* _PARTS OF THE EXERCISE_:
• a. In the article on the Tsimane dementia study, how many adults did the new study recruit?
• b. Copy word for word the stretch of the Tsimane article from "In 2017 researchers" through "and cognitive tests.".

* _PASSAGE TO READ_:
Remote indigenous Amazon tribe has lowest dementia rates in the world
Researchers working with remote indigenous populations in the Bolivian Amazon have found the communities experience extraordinarily low rates of dementia. The new study follows on from prior findings reporting the same groups display almost no cases of age-related heart disease.
The Tsimane (pronounced chee-MAH-nay) are a unique population of around 17,000 people living in remote areas of Bolivia who have been the subject of much research over the past few decades due to their unusually good health in older age.
In 2017 researchers from The Tsimane Health and Life History Project reported finding surprisingly low levels of vascular aging in Tsimane adults. A striking 85 percent of Tsimane adults showed no risk of heart disease and a study in The Lancet estimated an average 80-year-old Tsimane adult displayed the same vascular age as an American 25 years their junior.
This new research on the remote Amazon community focused on brain health and the prevalence of dementia. The study recruited 435 Tsimane adults, all over the age of 60. Using a local team of carefully trained physicians and translators, the Tsimane participants completed a number of neurological assessments, including CT brain scans and cognitive tests.

* _RECORDED DATA_:
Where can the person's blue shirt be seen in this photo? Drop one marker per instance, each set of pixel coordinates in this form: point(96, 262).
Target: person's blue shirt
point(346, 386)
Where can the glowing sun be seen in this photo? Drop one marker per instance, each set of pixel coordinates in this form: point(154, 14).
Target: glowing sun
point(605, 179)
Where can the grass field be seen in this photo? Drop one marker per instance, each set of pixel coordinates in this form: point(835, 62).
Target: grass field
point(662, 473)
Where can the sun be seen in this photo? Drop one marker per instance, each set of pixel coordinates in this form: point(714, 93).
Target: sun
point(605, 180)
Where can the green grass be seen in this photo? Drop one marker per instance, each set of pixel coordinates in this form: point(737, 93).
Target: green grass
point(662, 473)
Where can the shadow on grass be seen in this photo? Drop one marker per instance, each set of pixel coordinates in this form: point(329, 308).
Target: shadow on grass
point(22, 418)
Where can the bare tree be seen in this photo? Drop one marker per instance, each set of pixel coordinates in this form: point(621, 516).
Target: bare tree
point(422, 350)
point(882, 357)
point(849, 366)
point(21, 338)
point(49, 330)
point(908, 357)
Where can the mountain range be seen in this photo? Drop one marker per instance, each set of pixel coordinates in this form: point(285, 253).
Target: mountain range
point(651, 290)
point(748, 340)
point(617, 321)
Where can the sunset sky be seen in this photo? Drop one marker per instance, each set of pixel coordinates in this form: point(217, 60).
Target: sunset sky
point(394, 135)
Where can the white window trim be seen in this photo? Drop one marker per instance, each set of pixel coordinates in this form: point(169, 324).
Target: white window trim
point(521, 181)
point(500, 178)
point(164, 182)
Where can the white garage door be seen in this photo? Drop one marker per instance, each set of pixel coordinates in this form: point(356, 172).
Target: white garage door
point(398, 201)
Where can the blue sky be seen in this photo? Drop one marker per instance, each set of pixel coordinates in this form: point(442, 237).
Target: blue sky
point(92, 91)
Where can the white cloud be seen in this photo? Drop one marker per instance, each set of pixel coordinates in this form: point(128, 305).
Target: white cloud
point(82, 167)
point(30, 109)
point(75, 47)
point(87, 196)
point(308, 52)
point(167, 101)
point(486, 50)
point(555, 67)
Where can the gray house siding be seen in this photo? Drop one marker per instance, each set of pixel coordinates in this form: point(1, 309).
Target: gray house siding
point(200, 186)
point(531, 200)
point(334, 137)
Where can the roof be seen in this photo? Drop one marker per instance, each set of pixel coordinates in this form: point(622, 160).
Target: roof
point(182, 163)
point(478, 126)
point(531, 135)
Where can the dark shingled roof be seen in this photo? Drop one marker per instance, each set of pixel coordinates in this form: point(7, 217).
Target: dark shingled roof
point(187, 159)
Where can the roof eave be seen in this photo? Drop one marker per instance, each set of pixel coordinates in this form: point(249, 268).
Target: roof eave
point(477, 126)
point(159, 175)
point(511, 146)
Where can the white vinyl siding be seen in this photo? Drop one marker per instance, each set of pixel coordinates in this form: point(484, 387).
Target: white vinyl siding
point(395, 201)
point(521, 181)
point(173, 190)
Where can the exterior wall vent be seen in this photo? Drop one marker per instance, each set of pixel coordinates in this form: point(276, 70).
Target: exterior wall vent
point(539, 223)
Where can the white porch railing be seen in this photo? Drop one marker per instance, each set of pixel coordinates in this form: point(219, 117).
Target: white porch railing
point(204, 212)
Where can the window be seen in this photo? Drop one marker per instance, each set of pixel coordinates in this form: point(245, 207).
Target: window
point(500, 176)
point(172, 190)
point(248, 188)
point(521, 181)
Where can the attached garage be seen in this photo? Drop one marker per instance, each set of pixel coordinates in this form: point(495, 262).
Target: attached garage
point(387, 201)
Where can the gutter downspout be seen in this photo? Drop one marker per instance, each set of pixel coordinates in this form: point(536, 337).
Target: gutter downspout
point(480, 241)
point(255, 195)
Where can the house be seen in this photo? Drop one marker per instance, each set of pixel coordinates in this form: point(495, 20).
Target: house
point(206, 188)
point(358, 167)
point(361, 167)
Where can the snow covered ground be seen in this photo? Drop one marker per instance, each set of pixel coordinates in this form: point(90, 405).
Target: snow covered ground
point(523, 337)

* _WRITTEN ANSWERS_:
• a. 435 Tsimane adults, all over the age of 60.

• b.
In 2017 researchers from The Tsimane Health and Life History Project reported finding surprisingly low levels of vascular aging in Tsimane adults. A striking 85 percent of Tsimane adults showed no risk of heart disease and a study in The Lancet estimated an average 80-year-old Tsimane adult displayed the same vascular age as an American 25 years their junior.
This new research on the remote Amazon community focused on brain health and the prevalence of dementia. The study recruited 435 Tsimane adults, all over the age of 60. Using a local team of carefully trained physicians and translators, the Tsimane participants completed a number of neurological assessments, including CT brain scans and cognitive tests.